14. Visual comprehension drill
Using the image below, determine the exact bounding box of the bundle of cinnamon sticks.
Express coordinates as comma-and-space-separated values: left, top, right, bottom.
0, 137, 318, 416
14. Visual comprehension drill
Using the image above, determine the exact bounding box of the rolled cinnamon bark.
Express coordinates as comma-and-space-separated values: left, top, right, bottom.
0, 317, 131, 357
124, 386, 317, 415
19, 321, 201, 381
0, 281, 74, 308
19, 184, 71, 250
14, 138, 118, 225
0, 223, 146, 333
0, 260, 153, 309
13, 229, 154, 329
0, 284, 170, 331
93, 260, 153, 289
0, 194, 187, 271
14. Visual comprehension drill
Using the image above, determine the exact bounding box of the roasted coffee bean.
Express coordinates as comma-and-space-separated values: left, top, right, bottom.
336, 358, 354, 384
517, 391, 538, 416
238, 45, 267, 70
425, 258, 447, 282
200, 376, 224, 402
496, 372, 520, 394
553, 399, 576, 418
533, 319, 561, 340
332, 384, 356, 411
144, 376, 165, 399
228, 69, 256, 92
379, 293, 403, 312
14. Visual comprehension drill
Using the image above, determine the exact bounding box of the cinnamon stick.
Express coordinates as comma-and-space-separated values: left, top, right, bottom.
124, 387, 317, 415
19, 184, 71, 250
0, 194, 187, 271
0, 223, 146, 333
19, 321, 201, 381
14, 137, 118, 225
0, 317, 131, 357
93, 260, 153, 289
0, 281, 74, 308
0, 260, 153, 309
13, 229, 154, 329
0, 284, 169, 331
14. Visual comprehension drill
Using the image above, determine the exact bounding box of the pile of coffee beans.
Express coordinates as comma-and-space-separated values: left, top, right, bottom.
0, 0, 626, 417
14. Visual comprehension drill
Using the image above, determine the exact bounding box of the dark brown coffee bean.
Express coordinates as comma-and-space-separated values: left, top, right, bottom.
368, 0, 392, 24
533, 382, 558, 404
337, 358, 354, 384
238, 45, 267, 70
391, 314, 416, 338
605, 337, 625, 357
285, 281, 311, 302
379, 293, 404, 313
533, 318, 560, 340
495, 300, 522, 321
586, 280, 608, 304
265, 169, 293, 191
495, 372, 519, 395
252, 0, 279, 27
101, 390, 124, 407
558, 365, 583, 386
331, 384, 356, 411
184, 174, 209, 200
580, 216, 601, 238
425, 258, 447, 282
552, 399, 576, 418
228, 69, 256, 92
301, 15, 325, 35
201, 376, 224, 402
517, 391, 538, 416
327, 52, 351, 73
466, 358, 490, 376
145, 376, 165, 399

- - - -

#### About this task
Show, from the entries above, every line that includes the string "coffee".

#### Task answer
Using the image above, determine the exact bounding box of the roasted coffee bean.
Using the image above, determine the exact bounding box of the pile of coffee beans.
Using the image above, determine the exact bounding box of the dark brown coffee bean.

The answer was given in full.